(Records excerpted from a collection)
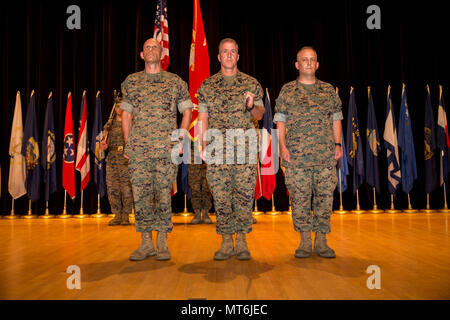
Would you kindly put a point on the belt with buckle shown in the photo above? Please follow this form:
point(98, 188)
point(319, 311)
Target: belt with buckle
point(116, 148)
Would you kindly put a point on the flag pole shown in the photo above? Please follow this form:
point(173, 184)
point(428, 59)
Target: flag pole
point(427, 209)
point(12, 216)
point(81, 215)
point(273, 212)
point(30, 214)
point(186, 213)
point(64, 215)
point(47, 214)
point(256, 212)
point(375, 207)
point(445, 209)
point(410, 209)
point(99, 213)
point(341, 206)
point(392, 209)
point(358, 208)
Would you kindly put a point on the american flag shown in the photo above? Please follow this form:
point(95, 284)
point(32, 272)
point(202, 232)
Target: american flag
point(82, 161)
point(161, 31)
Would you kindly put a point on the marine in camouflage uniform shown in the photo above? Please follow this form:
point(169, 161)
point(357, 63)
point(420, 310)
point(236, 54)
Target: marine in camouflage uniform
point(201, 198)
point(120, 194)
point(154, 97)
point(311, 115)
point(230, 99)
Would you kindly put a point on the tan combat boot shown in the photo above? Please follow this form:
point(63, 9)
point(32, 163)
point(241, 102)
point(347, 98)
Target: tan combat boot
point(242, 252)
point(197, 218)
point(125, 219)
point(162, 249)
point(145, 250)
point(321, 247)
point(304, 250)
point(226, 249)
point(205, 218)
point(116, 221)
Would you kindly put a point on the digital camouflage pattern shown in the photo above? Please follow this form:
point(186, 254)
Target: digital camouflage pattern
point(118, 183)
point(301, 182)
point(154, 100)
point(201, 196)
point(309, 114)
point(309, 122)
point(232, 185)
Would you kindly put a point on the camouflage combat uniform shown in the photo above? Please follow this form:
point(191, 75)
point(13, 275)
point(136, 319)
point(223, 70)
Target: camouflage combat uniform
point(309, 112)
point(154, 99)
point(201, 196)
point(232, 185)
point(118, 183)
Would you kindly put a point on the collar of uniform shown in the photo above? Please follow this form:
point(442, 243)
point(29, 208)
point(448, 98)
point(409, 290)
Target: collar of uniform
point(316, 86)
point(229, 80)
point(153, 77)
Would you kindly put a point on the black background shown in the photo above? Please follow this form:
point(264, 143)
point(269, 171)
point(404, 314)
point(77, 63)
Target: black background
point(39, 52)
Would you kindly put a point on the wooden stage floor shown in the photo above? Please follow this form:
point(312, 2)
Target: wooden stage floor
point(411, 250)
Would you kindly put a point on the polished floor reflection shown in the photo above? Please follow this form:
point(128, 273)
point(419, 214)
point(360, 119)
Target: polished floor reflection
point(412, 252)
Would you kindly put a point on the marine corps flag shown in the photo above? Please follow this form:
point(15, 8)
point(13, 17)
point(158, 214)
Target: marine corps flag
point(199, 68)
point(268, 181)
point(48, 150)
point(82, 163)
point(354, 144)
point(391, 144)
point(68, 180)
point(406, 144)
point(429, 147)
point(30, 150)
point(372, 147)
point(99, 154)
point(17, 173)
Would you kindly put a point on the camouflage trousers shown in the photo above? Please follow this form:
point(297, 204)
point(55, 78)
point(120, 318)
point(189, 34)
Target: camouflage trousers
point(233, 189)
point(201, 196)
point(120, 194)
point(152, 181)
point(302, 183)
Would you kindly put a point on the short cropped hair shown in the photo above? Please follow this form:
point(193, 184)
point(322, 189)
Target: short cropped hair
point(229, 40)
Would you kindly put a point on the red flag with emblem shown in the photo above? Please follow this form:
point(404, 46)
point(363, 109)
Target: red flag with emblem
point(199, 69)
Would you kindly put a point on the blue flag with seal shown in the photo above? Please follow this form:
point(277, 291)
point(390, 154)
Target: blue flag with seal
point(343, 165)
point(354, 151)
point(431, 179)
point(406, 144)
point(391, 144)
point(99, 154)
point(443, 141)
point(372, 147)
point(48, 155)
point(30, 150)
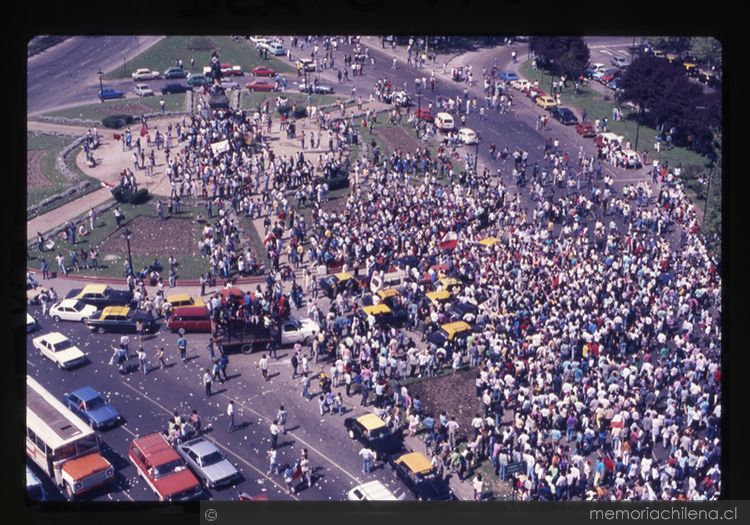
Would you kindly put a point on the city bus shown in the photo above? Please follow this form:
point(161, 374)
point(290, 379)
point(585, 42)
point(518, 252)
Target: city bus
point(62, 444)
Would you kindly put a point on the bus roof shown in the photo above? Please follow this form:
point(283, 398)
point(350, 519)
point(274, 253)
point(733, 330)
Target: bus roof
point(50, 419)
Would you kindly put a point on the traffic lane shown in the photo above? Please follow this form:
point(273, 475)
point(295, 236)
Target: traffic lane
point(65, 72)
point(257, 402)
point(97, 374)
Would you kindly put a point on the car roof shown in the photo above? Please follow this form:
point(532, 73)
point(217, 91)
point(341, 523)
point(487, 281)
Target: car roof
point(94, 288)
point(54, 337)
point(376, 309)
point(115, 310)
point(416, 462)
point(200, 446)
point(438, 295)
point(86, 393)
point(371, 422)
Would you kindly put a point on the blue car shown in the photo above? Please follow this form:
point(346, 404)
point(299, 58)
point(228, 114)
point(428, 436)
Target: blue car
point(88, 404)
point(108, 93)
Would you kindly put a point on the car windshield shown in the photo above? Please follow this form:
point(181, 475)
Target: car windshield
point(95, 403)
point(62, 345)
point(168, 468)
point(212, 458)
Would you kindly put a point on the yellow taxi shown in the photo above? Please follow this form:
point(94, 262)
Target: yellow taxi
point(546, 102)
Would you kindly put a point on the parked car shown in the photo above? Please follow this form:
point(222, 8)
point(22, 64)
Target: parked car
point(564, 115)
point(175, 72)
point(174, 88)
point(228, 70)
point(416, 471)
point(467, 136)
point(335, 283)
point(620, 61)
point(71, 310)
point(92, 408)
point(424, 114)
point(229, 84)
point(371, 491)
point(295, 330)
point(545, 101)
point(143, 90)
point(373, 433)
point(107, 93)
point(321, 89)
point(120, 319)
point(208, 463)
point(190, 319)
point(144, 74)
point(162, 468)
point(259, 85)
point(59, 349)
point(198, 81)
point(101, 295)
point(263, 71)
point(520, 84)
point(586, 129)
point(31, 323)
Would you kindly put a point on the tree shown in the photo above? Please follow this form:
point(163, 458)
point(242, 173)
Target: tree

» **Directions**: The listing above needs to be output again exactly. Don't include the pictures.

» **The output**:
Would you kindly put a point on the belt with buckle shown in the photo above? Please follow this form:
point(98, 188)
point(319, 311)
Target: belt with buckle
point(116, 148)
Would you kindly put a point on the flag pole shown in the photo above? Please follow this form:
point(173, 184)
point(428, 59)
Target: flag pole
point(427, 209)
point(12, 216)
point(81, 215)
point(273, 212)
point(30, 214)
point(186, 213)
point(64, 215)
point(47, 214)
point(256, 212)
point(375, 207)
point(445, 209)
point(410, 209)
point(99, 213)
point(341, 206)
point(392, 209)
point(358, 208)
Would you kindly put a point on the american flag shown in the photo above? Please follow this form:
point(95, 284)
point(32, 272)
point(202, 232)
Target: american flag
point(82, 161)
point(161, 31)
Would you kindly put a point on the marine in camouflage uniform shown in the photo above? Please follow this form:
point(169, 161)
point(357, 63)
point(420, 310)
point(236, 54)
Target: marine in camouflage uniform
point(201, 198)
point(120, 194)
point(154, 97)
point(311, 115)
point(230, 99)
Would you kindly put a point on the tan combat boot shown in the photo above? Please follow this form:
point(63, 9)
point(32, 163)
point(241, 102)
point(347, 98)
Target: tan combat boot
point(242, 252)
point(197, 218)
point(125, 219)
point(162, 249)
point(145, 250)
point(321, 247)
point(304, 250)
point(226, 249)
point(205, 218)
point(116, 221)
Would you kindly put a point on the digital camouflage pattern shown in the photo above? Please follow this form:
point(186, 254)
Target: digital camouflage pattern
point(118, 183)
point(301, 182)
point(154, 100)
point(201, 196)
point(309, 114)
point(309, 122)
point(232, 185)
Would you kindly put a point on the camouflage combat uniform shown in the photo above? Please follow this form:
point(191, 75)
point(13, 275)
point(136, 319)
point(223, 70)
Target: camouflage combat uniform
point(309, 112)
point(154, 99)
point(201, 196)
point(232, 185)
point(118, 183)
Would you kindly put a point on the collar of uniform shown in the photo above? Please follow this form:
point(442, 243)
point(29, 208)
point(448, 98)
point(409, 290)
Target: collar of uniform
point(316, 86)
point(229, 80)
point(153, 77)
Would you kindly put a point on the black background shown in the photo above? Please follow this form:
point(264, 143)
point(269, 171)
point(404, 314)
point(77, 63)
Target: black background
point(39, 52)
Would you kindly put a point on the wooden stage floor shown in the photo above? Please follow this form:
point(312, 2)
Target: wooden stage floor
point(411, 250)
Would you kindly put a point on the polished floor reflection shown in the photo above? Please follow this form:
point(128, 273)
point(419, 214)
point(360, 119)
Target: polished floor reflection
point(412, 252)
Would you kindly put a point on the marine corps flag shown in the photo above? Please follow this form:
point(15, 8)
point(13, 17)
point(158, 214)
Target: marine corps flag
point(199, 68)
point(268, 181)
point(48, 150)
point(82, 163)
point(354, 144)
point(391, 144)
point(68, 180)
point(406, 144)
point(429, 147)
point(30, 150)
point(372, 147)
point(99, 154)
point(17, 173)
Would you kindly put a point on the camouflage trousers shown in the photo above? Please follow this form:
point(297, 204)
point(55, 78)
point(120, 318)
point(189, 34)
Target: camouflage trousers
point(233, 189)
point(201, 196)
point(120, 194)
point(152, 181)
point(302, 183)
Would you kindly put a point on the short cropped hair shown in the photo above? Please follow this form:
point(193, 184)
point(322, 189)
Target: short cropped hair
point(229, 40)
Would you kindly put a point on the red flag with emblem shown in the photo above? Please follow this form:
point(404, 46)
point(363, 109)
Target: red flag with emblem
point(199, 69)
Would you kindly put a point on the blue flag with seal shown in the photo above? Please follow this form:
point(277, 291)
point(390, 154)
Target: blue flag with seal
point(343, 165)
point(354, 151)
point(431, 179)
point(406, 144)
point(391, 144)
point(99, 154)
point(443, 141)
point(372, 147)
point(48, 155)
point(30, 150)
Would you kindly put a point on the city bus shown in the photo above? Please follow this form:
point(161, 374)
point(290, 379)
point(585, 42)
point(518, 252)
Target: city bus
point(62, 444)
Would you kindly put a point on the bus roof shown in the photo above? Please follow this form:
point(283, 398)
point(350, 519)
point(274, 253)
point(733, 330)
Target: bus roof
point(50, 419)
Would you kindly put a point on the traffic lane shown in the photo above? Please follow this form:
point(273, 475)
point(295, 236)
Target: traffic lane
point(65, 72)
point(257, 402)
point(97, 374)
Would you kindly put a point on the car roof shown in the photo above? Please follow this form:
point(532, 73)
point(217, 91)
point(341, 523)
point(487, 281)
Target: car roof
point(94, 288)
point(54, 337)
point(376, 309)
point(115, 310)
point(416, 462)
point(200, 446)
point(438, 295)
point(86, 393)
point(371, 422)
Would you kindly put a point on the blue car shown in the photo above? Please follow this form:
point(346, 404)
point(299, 58)
point(228, 114)
point(428, 436)
Target: blue car
point(88, 404)
point(108, 93)
Would you kindly put a point on the car windshield shown in the photo above? Please follow this form:
point(181, 475)
Target: car windshield
point(95, 403)
point(62, 345)
point(168, 468)
point(212, 458)
Would you kindly put a point on the yellow taxi shown in the photo above? Please follow this form:
point(94, 262)
Target: yellow taxi
point(546, 102)
Would you kindly put a point on the parked car shown in the photo above? Please follow this form:
point(222, 8)
point(22, 64)
Target: parked car
point(564, 115)
point(175, 72)
point(174, 88)
point(228, 70)
point(416, 471)
point(467, 136)
point(335, 283)
point(620, 61)
point(71, 310)
point(92, 408)
point(424, 114)
point(229, 84)
point(371, 491)
point(295, 330)
point(545, 101)
point(143, 90)
point(373, 433)
point(107, 93)
point(321, 89)
point(120, 319)
point(208, 463)
point(190, 319)
point(144, 74)
point(162, 468)
point(259, 85)
point(59, 349)
point(198, 81)
point(101, 295)
point(263, 71)
point(520, 84)
point(586, 129)
point(31, 323)
Would you kindly put a point on the tree shown in the photo above? Please follow this form:
point(163, 458)
point(242, 173)
Target: tree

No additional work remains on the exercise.